Saved entries:
-- -- --

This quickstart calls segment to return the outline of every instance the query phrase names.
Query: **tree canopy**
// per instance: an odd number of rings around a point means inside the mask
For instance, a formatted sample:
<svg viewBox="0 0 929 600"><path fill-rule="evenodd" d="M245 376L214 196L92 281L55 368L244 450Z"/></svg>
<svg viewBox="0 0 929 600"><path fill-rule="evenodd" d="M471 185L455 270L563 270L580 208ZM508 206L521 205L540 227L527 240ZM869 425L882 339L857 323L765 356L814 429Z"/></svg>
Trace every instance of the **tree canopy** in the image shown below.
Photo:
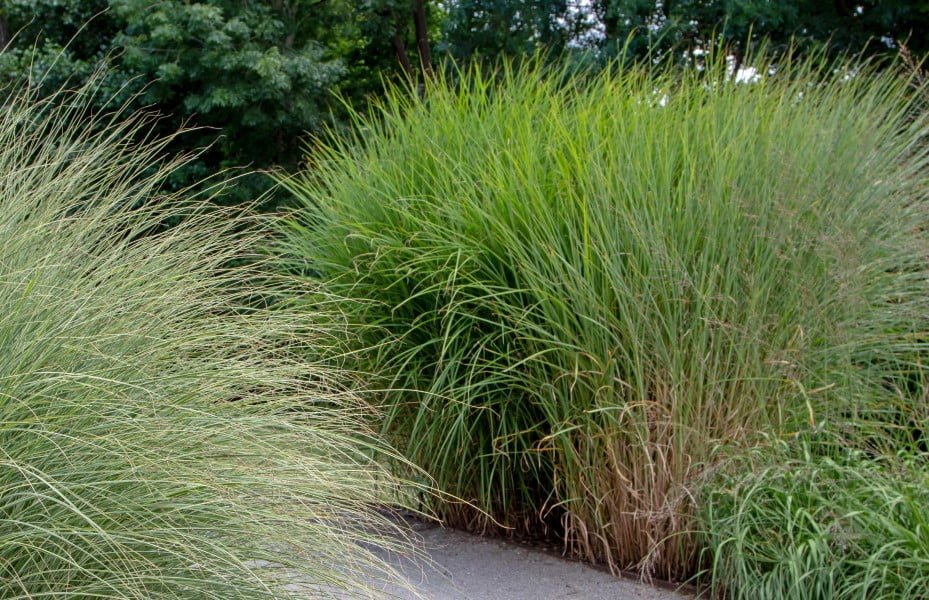
<svg viewBox="0 0 929 600"><path fill-rule="evenodd" d="M232 166L293 167L385 80L544 52L602 64L769 41L929 52L929 0L0 0L0 81L51 91L103 70L101 99L197 126L184 185ZM678 51L680 51L678 53ZM267 187L237 186L253 196Z"/></svg>
<svg viewBox="0 0 929 600"><path fill-rule="evenodd" d="M925 0L594 0L605 38L632 36L638 52L723 42L735 51L768 40L833 52L883 53L901 42L929 51ZM867 46L867 48L866 48Z"/></svg>
<svg viewBox="0 0 929 600"><path fill-rule="evenodd" d="M2 6L3 29L11 33L0 78L52 91L103 70L99 98L155 107L168 130L199 128L184 143L209 150L178 185L226 167L292 165L307 133L338 125L337 93L360 100L390 70L369 39L386 17L350 0ZM244 188L240 193L256 191Z"/></svg>
<svg viewBox="0 0 929 600"><path fill-rule="evenodd" d="M583 45L593 13L568 0L458 0L450 3L441 48L457 60L558 55Z"/></svg>

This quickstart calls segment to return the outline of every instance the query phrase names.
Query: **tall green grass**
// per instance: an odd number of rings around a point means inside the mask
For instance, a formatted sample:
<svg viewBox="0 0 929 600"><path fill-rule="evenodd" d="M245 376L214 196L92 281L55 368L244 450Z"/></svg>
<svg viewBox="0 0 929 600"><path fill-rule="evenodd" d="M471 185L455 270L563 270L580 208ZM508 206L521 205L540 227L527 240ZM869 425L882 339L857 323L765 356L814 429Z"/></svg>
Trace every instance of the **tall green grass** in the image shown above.
<svg viewBox="0 0 929 600"><path fill-rule="evenodd" d="M719 444L912 424L917 95L893 69L709 62L395 89L286 182L288 267L354 300L385 431L486 511L451 522L683 578Z"/></svg>
<svg viewBox="0 0 929 600"><path fill-rule="evenodd" d="M366 596L397 483L307 362L335 321L262 308L268 224L162 193L93 93L0 106L0 598Z"/></svg>

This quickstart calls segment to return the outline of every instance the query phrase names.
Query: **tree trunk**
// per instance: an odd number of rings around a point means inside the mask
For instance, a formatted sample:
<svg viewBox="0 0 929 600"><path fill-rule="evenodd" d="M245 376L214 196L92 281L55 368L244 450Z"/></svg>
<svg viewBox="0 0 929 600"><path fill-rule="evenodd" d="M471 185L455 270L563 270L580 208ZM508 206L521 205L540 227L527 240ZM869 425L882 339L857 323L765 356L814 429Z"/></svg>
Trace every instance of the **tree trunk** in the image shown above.
<svg viewBox="0 0 929 600"><path fill-rule="evenodd" d="M413 23L416 25L416 49L419 52L423 74L432 77L432 50L429 48L429 29L426 25L426 0L413 0Z"/></svg>
<svg viewBox="0 0 929 600"><path fill-rule="evenodd" d="M6 19L0 16L0 52L10 45L10 30L6 26Z"/></svg>
<svg viewBox="0 0 929 600"><path fill-rule="evenodd" d="M397 60L400 61L400 66L403 67L403 72L406 73L407 77L412 78L413 64L410 63L410 57L406 53L406 44L403 43L399 33L394 33L391 41L394 44L394 52L397 53Z"/></svg>

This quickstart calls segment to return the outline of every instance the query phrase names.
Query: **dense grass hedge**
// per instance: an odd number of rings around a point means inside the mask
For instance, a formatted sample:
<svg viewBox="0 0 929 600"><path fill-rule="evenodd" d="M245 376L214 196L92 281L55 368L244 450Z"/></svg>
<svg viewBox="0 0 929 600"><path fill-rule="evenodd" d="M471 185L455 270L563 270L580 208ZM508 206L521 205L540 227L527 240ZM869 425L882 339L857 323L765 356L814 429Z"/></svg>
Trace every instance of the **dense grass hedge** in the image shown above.
<svg viewBox="0 0 929 600"><path fill-rule="evenodd" d="M93 93L0 105L0 598L365 593L397 484L336 338Z"/></svg>
<svg viewBox="0 0 929 600"><path fill-rule="evenodd" d="M286 182L288 268L352 299L384 429L451 522L684 578L720 445L825 423L876 448L925 414L918 94L709 62L394 90Z"/></svg>

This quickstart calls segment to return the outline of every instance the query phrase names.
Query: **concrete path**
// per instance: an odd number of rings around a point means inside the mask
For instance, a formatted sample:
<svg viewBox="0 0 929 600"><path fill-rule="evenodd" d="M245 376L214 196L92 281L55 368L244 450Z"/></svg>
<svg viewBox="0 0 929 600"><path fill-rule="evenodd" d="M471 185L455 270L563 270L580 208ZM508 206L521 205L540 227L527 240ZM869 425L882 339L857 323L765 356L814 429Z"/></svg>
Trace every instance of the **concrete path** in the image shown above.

-- -- --

Problem
Quote every entry exactly, with the pictures omitted.

Exercise output
This quickstart calls segment to return the outline of every instance the query phrase names.
Query: **tree canopy**
// per instance: an odd number of rings around a point means inside the mask
For instance, a formatted sample:
<svg viewBox="0 0 929 600"><path fill-rule="evenodd" d="M245 376L214 196L92 281L55 368L244 450Z"/></svg>
<svg viewBox="0 0 929 600"><path fill-rule="evenodd" d="M471 185L455 270L563 270L580 208ZM508 206L521 205L540 227L527 240ZM869 425L882 339L857 323L765 356L814 429Z"/></svg>
Trace every instance of the **tree canopy** in the image shown below.
Photo:
<svg viewBox="0 0 929 600"><path fill-rule="evenodd" d="M232 166L293 167L385 80L544 52L602 64L769 41L929 52L929 0L0 0L0 81L51 91L103 70L101 99L197 126L184 185ZM678 51L680 51L678 53ZM267 187L237 186L253 196Z"/></svg>
<svg viewBox="0 0 929 600"><path fill-rule="evenodd" d="M925 0L594 0L605 38L632 36L638 52L723 42L735 51L768 40L833 52L883 53L901 42L929 51ZM867 46L867 48L866 48Z"/></svg>
<svg viewBox="0 0 929 600"><path fill-rule="evenodd" d="M2 6L3 29L11 33L0 78L52 91L103 70L99 98L155 107L168 130L199 128L184 143L209 150L178 185L226 167L292 165L307 133L338 125L337 93L360 100L390 70L369 39L386 17L350 0ZM244 188L240 193L256 191Z"/></svg>
<svg viewBox="0 0 929 600"><path fill-rule="evenodd" d="M583 45L593 13L568 0L458 0L450 3L441 48L457 60L558 55Z"/></svg>

This quickstart calls segment to return the outline of every instance the query phrase names.
Query: **tall green grass**
// per instance: an odd number of rings around a point means inside the mask
For instance, a formatted sample:
<svg viewBox="0 0 929 600"><path fill-rule="evenodd" d="M245 376L214 196L92 281L55 368L244 450Z"/></svg>
<svg viewBox="0 0 929 600"><path fill-rule="evenodd" d="M471 185L455 270L563 270L580 208ZM508 206L521 205L540 227L527 240ZM869 425L882 339L857 323L765 356L814 429Z"/></svg>
Trace every instance of the **tall green grass** in the image shown above.
<svg viewBox="0 0 929 600"><path fill-rule="evenodd" d="M719 444L912 424L917 95L893 69L709 62L395 89L286 182L288 267L354 300L385 431L486 511L451 522L683 578Z"/></svg>
<svg viewBox="0 0 929 600"><path fill-rule="evenodd" d="M366 596L397 483L307 362L335 321L262 308L268 224L162 193L93 93L0 106L0 598Z"/></svg>

This quickstart calls segment to return the outline of every instance the query phrase names.
Query: **tree trunk**
// per instance: an odd number of rings around a point means inside the mask
For instance, a formatted sample:
<svg viewBox="0 0 929 600"><path fill-rule="evenodd" d="M245 376L214 196L92 281L55 368L244 450Z"/></svg>
<svg viewBox="0 0 929 600"><path fill-rule="evenodd" d="M471 185L455 270L563 270L580 208ZM508 206L521 205L540 227L527 240ZM869 425L882 339L857 323L765 356L814 429Z"/></svg>
Trace every instance of the **tree trunk** in the image shown above.
<svg viewBox="0 0 929 600"><path fill-rule="evenodd" d="M413 23L416 25L416 49L419 52L423 74L432 77L432 50L429 48L429 29L426 25L426 0L413 0Z"/></svg>
<svg viewBox="0 0 929 600"><path fill-rule="evenodd" d="M6 19L0 16L0 52L10 45L10 30L6 26Z"/></svg>
<svg viewBox="0 0 929 600"><path fill-rule="evenodd" d="M397 60L400 61L400 66L403 67L403 72L406 73L407 77L412 78L413 64L410 63L410 57L406 53L406 44L403 43L399 33L394 33L391 41L394 44L394 52L397 53Z"/></svg>

This quickstart calls segment to return the outline of every instance the query phrase names.
Query: **dense grass hedge**
// per instance: an odd number of rings around a point means inside the mask
For instance, a formatted sample:
<svg viewBox="0 0 929 600"><path fill-rule="evenodd" d="M245 376L214 196L92 281L55 368L244 450Z"/></svg>
<svg viewBox="0 0 929 600"><path fill-rule="evenodd" d="M471 185L455 270L563 270L580 208ZM508 206L521 205L540 227L527 240ZM869 425L882 339L857 323L765 356L814 429Z"/></svg>
Trace every instance of the **dense grass hedge** in the image shown above.
<svg viewBox="0 0 929 600"><path fill-rule="evenodd" d="M93 93L0 105L0 598L365 593L397 484L336 338Z"/></svg>
<svg viewBox="0 0 929 600"><path fill-rule="evenodd" d="M286 182L288 268L352 299L384 429L451 522L684 578L720 445L825 423L876 448L925 414L918 94L709 62L394 90Z"/></svg>

This quickstart calls segment to return the outline of every instance the query phrase names.
Query: **concrete path**
// per instance: an odd number of rings around a point means inside the mask
For instance, a formatted sample:
<svg viewBox="0 0 929 600"><path fill-rule="evenodd" d="M245 376L214 196L92 281L55 368L244 450Z"/></svg>
<svg viewBox="0 0 929 600"><path fill-rule="evenodd" d="M471 185L455 270L563 270L580 208ZM508 206L521 205L540 227L527 240ZM869 425L882 339L857 323L765 356L814 429Z"/></svg>
Trace every instance of the **concrete path** in the image shown above.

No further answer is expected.